[REQUIREMENTS]
a. In the edition-comparison notebook, transcribe the passage that begins at the words "# Load both" and stops after "the Afifi edition.".
b. According to the edition-comparison notebook, why does the comparison work with the Latin transcriptions?

Start of READING PASSAGE

# Compare the Afifi and Lakhnawi editions of the Fusus

In [1]:
%load_ext autoreload
%autoreload 2

In [141]:
import collections
from Levenshtein import distance, ratio

In [3]:
from tf.app import use

In [4]:
BASE = "~/github/among/fusus"
VERSION = "0.7"

# Load both editions

Normally, when we load a single data source in a notebook, we store the handle in a variable called
`A`, and we hoist additional variables `F`, `L`, `T`, etc to the global namespace.

But now we work with two datasources, so we store the handles in a dictionary `A`, with
a key `L` for the Lakhnawi edition and a key `A` for the Afifi edition.

We also make dictionaries for `F`, `L`, `T`, etc, keyed with the same keys.

In that way we can systematically select our handles for the desired editions.

In [5]:
LK = "LK"
AF = "AF"

EDITIONS = {
    LK: "Lakhnawi",
    AF: "Afifi",
}

A = {}
F = {}
E = {}
L = {}
T = {}
N = {}

In [6]:
for (acro, name) in EDITIONS.items():
    A[acro] = use(f"among/fusus/tf/{name}:clone", writing="ara", version=VERSION)
    F[acro] = A[acro].api.F
    E[acro] = A[acro].api.E
    L[acro] = A[acro].api.L
    T[acro] = A[acro].api.T
    N[acro] = A[acro].api.N

This is Text-Fabric 9.1.3
Api reference : https://annotation.github.io/text-fabric/tf/cheatsheet.html

27 features found and 0 ignored


This is Text-Fabric 9.1.3
Api reference : https://annotation.github.io/text-fabric/tf/cheatsheet.html

17 features found and 0 ignored


Let's find out the max slot of both editions.

In [7]:
maxSlot = {acro: F[acro].otype.maxSlot for acro in EDITIONS}
maxSlot

{'LK': 40379, 'AF': 40271}

We set up our comparison.

We work with the latin transcriptions, in order to avoid complications with right-to-left writing in 
the displays of situations where discrepancies occur.

The result of the comparison will be a table that aligns the LK slots with the AF slots.

End of READING PASSAGE
Start of RECORDED INFORMATION

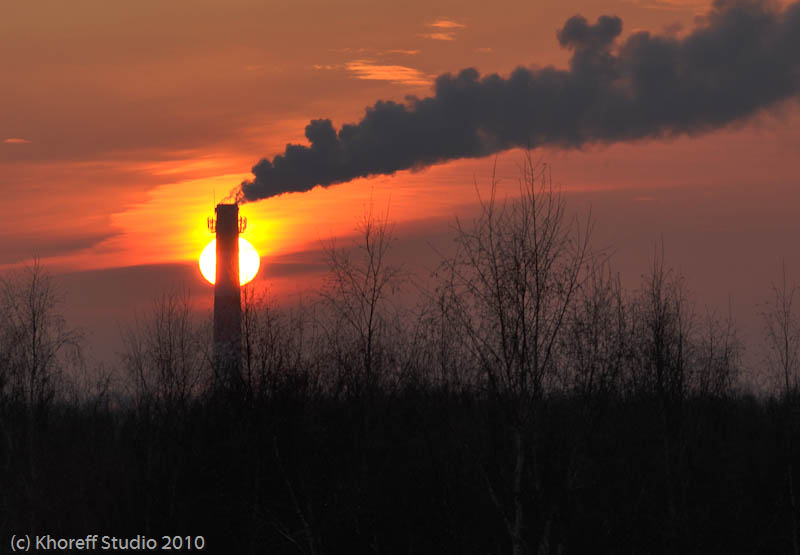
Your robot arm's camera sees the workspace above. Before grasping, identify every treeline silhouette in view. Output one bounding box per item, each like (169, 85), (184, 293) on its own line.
(0, 163), (800, 555)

End of RECORDED INFORMATION

[SOLUTIONS]
a.
# Load both editions

Normally, when we load a single data source in a notebook, we store the handle in a variable called
`A`, and we hoist additional variables `F`, `L`, `T`, etc to the global namespace.

But now we work with two datasources, so we store the handles in a dictionary `A`, with
a key `L` for the Lakhnawi edition and a key `A` for the Afifi edition.

b. To avoid complications with right-to-left writing in the displays of situations where discrepancies occur.